- [Problem details] Copy every item below verbatim, line for line. Leave the pictures out of your copy.

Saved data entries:
# # #

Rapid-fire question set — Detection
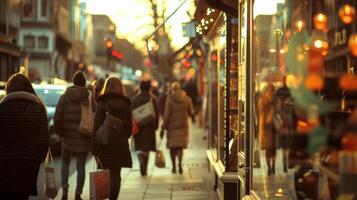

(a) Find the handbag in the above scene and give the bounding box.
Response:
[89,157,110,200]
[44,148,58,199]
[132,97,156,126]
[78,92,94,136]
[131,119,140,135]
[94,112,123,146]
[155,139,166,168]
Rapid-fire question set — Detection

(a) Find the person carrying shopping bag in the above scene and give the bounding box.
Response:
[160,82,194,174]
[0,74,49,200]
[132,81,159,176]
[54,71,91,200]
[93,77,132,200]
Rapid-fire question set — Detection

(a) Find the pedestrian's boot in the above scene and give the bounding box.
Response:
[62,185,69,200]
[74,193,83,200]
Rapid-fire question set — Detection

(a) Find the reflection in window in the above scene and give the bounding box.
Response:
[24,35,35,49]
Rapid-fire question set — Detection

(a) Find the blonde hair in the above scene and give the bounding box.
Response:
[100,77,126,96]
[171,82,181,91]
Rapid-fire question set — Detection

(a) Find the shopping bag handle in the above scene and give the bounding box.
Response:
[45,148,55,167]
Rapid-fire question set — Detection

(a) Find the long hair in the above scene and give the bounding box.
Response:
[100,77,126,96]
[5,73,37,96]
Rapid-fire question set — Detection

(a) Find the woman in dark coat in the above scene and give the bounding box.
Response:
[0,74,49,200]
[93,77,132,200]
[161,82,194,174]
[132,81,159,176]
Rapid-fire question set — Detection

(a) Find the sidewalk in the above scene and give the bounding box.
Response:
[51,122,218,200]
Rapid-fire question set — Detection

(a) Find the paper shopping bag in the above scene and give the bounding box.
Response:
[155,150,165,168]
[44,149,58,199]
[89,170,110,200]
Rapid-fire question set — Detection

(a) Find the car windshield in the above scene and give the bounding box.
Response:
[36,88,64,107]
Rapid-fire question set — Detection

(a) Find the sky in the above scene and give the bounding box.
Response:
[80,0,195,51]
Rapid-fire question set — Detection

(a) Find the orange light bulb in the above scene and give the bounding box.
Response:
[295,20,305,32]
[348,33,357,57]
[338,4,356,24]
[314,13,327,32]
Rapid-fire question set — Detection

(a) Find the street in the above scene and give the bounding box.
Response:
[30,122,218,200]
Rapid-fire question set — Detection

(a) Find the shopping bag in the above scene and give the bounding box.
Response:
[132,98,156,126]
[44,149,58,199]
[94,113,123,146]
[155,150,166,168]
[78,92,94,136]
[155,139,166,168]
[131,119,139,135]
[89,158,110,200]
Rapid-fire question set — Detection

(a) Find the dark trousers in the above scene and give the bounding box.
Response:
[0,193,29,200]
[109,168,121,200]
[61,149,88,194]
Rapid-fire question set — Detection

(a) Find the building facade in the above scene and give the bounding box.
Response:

# # #

- [Answer to the task]
Rapid-fire question set — Detection

(a) Find the handbag in the above scene and give the bounding box.
Response:
[89,157,110,200]
[44,148,58,199]
[132,97,156,126]
[78,92,94,136]
[131,119,140,135]
[94,112,123,146]
[155,139,166,168]
Rapid-fire question set — Detection

(a) Find the person carrying shopping bag in the above scene and give the bounding box.
Response:
[160,82,194,174]
[0,74,49,200]
[132,81,159,176]
[54,71,91,200]
[93,77,132,200]
Rapid-fire question set — Detection

(a) Find the pedestrian's boot in the above scene and give the bounding box.
Response:
[62,185,69,200]
[74,193,83,200]
Rapid-fire question set — Detection

(a) Find the reflection in window in the above scene and give the bounding box.
Response:
[24,35,35,49]
Rapid-fire question set — Detection

(a) Find the blonde hair in the above scene and give the bounding box.
Response:
[100,77,126,96]
[171,82,181,91]
Rapid-fire question set — Detection

(a) Find the shopping bag handle in the above scene and give the bounding box.
Response:
[45,148,55,167]
Rapid-fire question set — Detection

(a) Find the long hair in the above scene and give the bounding box.
Response:
[100,77,126,96]
[5,73,37,96]
Rapid-fire question set — Detection

(a) Find the woman in dark coat in the above scene and give the bounding box.
Response:
[0,74,49,200]
[93,77,132,200]
[161,82,194,174]
[132,81,159,176]
Rapid-fire question set — Detection

(a) Find the sidewalk in the above scene and give the bounding box.
Response:
[51,122,218,200]
Rapid-fire question set — Detection

(a) Find the paper shopping bag in the above scene and give the bounding box.
Response:
[155,150,165,168]
[44,149,58,199]
[89,170,110,200]
Rapid-fire question set — Detection

(a) Find the car windshield in the above scene and give the bounding box.
Response:
[36,88,64,107]
Rapid-fire question set — Detection

(a) Find the sky in the above scene and give the bounding box.
Response:
[80,0,195,51]
Rapid-fire question set — Detection

(a) Find the orange light bulb in the above scene and give the bounding box.
Response:
[295,20,305,32]
[348,33,357,57]
[338,4,356,24]
[314,13,327,32]
Rapid-fire question set — Detection

(a) Find the street in the above scene and give the bounding box.
Response:
[30,122,218,200]
Rapid-fire question set — Detection

(a) Find the shopping bag in the above scene and give the bounding box.
Response:
[132,98,156,126]
[44,149,58,199]
[94,113,123,146]
[155,150,166,168]
[78,92,94,136]
[155,139,166,168]
[131,119,139,135]
[89,158,110,200]
Rapid-fire question set — Detection

(a) Find the dark trousers in the above scene and give the bounding box.
Response:
[0,193,29,200]
[109,168,121,200]
[61,149,88,194]
Rapid-fire question set — Detection

(a) Find the building facade in the above scene and give the bounding box.
Response:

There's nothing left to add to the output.